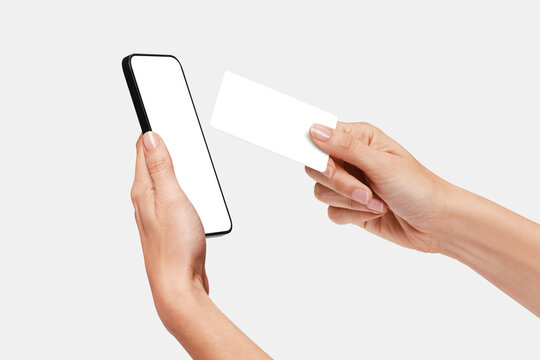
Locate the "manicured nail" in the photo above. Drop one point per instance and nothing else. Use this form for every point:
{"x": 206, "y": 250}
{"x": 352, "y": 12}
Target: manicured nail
{"x": 360, "y": 195}
{"x": 150, "y": 141}
{"x": 328, "y": 172}
{"x": 375, "y": 205}
{"x": 319, "y": 132}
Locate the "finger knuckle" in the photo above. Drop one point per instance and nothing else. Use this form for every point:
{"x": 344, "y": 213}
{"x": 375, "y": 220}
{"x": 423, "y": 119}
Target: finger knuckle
{"x": 318, "y": 191}
{"x": 348, "y": 143}
{"x": 333, "y": 214}
{"x": 353, "y": 204}
{"x": 158, "y": 166}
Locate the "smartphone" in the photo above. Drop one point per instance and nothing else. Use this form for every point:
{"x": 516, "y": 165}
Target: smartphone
{"x": 163, "y": 104}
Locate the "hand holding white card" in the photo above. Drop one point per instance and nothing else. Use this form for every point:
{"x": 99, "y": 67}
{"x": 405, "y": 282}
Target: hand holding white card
{"x": 270, "y": 119}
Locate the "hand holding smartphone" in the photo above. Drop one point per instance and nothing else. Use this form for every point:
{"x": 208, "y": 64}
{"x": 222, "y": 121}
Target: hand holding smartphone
{"x": 163, "y": 103}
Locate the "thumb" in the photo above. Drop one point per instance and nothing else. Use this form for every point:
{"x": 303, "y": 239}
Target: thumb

= What you are asked to do =
Only the text of the entries above, transcribed exactly, should be given; leave out pictures.

= Answer to this problem =
Locate the "manicured nail" in the photo above. Drop one point per instance and nothing else. Use this form for every point:
{"x": 206, "y": 250}
{"x": 352, "y": 12}
Target: manicured nail
{"x": 360, "y": 195}
{"x": 150, "y": 141}
{"x": 328, "y": 172}
{"x": 375, "y": 205}
{"x": 319, "y": 132}
Locate the "finger knuckle" in the photo above. Drop one point per instance and nothing else. Use this form for every point:
{"x": 344, "y": 213}
{"x": 375, "y": 220}
{"x": 423, "y": 119}
Target: finger knuckle
{"x": 318, "y": 191}
{"x": 348, "y": 143}
{"x": 333, "y": 214}
{"x": 353, "y": 204}
{"x": 158, "y": 166}
Locate the "smartphone" in the photo above. Drop one point per instance and nothing else. Use this form for every point:
{"x": 516, "y": 165}
Target: smartphone
{"x": 163, "y": 104}
Locate the "hand holding white card" in the photo above. Drop one point per instance and nothing else. Use this form for every point:
{"x": 99, "y": 67}
{"x": 405, "y": 282}
Target: hand holding white card
{"x": 270, "y": 119}
Locate the "hand holding smartphone" in the photo above. Drop one point per instance and nothing else. Use this form for every point:
{"x": 208, "y": 64}
{"x": 222, "y": 121}
Target: hand holding smartphone
{"x": 163, "y": 103}
Locate the "thumb" in the photo above. Drop one point per instance and nothing else. Use this form for every point:
{"x": 303, "y": 239}
Target: thumb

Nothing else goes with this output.